(Stored data)
• • • •
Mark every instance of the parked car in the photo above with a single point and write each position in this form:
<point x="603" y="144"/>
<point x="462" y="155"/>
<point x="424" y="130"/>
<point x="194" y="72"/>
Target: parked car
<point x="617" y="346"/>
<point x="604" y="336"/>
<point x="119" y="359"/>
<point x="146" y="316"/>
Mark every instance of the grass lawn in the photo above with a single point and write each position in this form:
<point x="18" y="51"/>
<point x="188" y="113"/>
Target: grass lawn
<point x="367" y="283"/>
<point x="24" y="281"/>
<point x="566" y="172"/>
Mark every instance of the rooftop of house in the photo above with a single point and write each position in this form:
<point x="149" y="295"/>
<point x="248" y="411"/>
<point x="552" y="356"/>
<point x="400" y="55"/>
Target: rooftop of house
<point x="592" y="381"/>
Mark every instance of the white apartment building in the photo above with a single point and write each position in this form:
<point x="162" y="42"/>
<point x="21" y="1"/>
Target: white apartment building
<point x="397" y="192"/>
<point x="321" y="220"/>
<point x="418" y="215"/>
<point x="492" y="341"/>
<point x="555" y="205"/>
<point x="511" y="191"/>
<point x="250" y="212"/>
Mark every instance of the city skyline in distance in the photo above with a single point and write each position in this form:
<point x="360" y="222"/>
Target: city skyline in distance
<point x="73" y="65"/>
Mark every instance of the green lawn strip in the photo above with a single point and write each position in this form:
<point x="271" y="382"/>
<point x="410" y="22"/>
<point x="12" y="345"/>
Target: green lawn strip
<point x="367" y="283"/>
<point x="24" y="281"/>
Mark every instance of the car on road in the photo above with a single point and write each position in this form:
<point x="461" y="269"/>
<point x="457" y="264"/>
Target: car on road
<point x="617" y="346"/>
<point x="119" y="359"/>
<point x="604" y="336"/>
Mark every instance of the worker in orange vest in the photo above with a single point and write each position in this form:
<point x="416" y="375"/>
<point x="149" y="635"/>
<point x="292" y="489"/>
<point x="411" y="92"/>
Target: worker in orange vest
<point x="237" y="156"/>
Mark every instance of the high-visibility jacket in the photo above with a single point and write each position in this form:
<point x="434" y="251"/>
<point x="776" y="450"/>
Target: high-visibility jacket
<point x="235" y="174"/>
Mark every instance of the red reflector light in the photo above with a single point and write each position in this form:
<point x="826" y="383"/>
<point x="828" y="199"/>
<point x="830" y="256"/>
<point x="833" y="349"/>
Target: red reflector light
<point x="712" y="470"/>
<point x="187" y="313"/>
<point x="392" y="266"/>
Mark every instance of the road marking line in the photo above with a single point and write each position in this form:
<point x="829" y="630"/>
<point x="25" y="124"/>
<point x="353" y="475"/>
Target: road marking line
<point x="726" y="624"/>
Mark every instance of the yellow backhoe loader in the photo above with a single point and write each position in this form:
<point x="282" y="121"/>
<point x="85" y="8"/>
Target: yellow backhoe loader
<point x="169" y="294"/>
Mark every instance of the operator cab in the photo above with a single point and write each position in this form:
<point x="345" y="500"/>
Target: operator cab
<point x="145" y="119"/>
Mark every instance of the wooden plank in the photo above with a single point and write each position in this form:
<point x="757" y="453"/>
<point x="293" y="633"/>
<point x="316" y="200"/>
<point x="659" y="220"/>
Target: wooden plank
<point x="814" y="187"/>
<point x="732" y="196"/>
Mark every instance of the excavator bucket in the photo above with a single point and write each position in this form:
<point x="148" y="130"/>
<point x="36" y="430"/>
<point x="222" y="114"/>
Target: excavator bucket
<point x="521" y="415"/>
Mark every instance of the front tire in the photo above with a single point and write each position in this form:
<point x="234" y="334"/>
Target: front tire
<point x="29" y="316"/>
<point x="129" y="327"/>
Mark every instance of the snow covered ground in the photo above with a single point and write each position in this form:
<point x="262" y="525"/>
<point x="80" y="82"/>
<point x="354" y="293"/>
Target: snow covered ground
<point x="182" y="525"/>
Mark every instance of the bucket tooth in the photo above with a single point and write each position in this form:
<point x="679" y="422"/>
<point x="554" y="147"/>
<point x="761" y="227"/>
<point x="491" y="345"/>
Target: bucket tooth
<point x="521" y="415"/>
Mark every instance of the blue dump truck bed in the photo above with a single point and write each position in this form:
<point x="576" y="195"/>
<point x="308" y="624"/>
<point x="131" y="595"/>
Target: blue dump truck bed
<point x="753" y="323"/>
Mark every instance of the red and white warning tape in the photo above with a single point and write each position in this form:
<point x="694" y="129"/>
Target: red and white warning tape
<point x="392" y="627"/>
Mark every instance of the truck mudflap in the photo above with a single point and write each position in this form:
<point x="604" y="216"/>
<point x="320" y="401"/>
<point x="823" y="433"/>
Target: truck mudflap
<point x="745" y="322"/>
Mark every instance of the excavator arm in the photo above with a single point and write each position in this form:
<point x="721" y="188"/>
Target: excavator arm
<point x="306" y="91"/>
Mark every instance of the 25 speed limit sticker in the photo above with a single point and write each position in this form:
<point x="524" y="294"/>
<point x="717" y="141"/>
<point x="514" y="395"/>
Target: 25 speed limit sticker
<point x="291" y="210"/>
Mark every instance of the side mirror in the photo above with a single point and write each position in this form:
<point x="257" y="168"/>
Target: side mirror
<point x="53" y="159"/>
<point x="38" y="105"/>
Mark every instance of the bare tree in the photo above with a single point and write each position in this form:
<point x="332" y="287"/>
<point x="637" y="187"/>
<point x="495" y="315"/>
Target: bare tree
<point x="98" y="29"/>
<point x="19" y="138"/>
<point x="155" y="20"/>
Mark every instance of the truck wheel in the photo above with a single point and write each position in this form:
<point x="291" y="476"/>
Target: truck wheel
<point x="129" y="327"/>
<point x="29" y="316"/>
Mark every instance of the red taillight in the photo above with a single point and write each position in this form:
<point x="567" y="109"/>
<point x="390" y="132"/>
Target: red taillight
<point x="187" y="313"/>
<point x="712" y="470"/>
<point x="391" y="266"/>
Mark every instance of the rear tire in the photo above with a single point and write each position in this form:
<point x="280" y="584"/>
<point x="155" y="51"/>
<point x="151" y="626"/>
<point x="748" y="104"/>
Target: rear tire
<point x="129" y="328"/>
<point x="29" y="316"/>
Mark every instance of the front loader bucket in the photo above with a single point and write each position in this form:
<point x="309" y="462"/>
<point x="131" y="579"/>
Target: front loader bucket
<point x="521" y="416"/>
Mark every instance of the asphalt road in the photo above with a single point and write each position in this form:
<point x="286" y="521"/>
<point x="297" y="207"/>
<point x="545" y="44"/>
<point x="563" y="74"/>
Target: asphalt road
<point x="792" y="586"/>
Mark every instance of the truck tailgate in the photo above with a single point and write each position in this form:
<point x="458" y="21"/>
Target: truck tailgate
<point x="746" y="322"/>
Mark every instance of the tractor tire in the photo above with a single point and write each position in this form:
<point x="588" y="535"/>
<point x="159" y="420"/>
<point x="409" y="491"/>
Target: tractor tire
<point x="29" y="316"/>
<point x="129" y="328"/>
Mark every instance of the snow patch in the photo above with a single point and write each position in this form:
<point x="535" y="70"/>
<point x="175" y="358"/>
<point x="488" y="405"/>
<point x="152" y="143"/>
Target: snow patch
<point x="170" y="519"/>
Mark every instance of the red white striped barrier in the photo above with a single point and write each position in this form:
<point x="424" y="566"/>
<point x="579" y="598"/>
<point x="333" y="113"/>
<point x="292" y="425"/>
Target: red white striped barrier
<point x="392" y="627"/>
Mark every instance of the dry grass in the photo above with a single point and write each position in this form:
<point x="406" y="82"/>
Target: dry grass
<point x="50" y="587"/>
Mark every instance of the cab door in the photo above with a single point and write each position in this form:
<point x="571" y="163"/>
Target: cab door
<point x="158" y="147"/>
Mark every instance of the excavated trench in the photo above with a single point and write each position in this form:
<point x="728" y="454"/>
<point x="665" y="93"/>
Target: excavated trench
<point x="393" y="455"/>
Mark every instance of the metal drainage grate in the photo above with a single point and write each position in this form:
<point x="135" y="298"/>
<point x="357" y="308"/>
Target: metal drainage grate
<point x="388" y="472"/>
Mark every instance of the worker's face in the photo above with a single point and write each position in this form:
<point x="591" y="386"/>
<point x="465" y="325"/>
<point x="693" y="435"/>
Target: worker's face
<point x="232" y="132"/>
• • • •
Repeat, exactly and only, the lines above from the one containing "Mark every instance of the metal" through the end of the material.

## Written response
Mark every instance of the metal drainage grate in the photo above with a single point and write each position in this form:
<point x="135" y="298"/>
<point x="357" y="308"/>
Target: metal drainage grate
<point x="388" y="472"/>
Mark every instance of the worker's face in the photo above with a single point and write each position in this form:
<point x="591" y="386"/>
<point x="465" y="325"/>
<point x="693" y="435"/>
Target: worker's face
<point x="232" y="132"/>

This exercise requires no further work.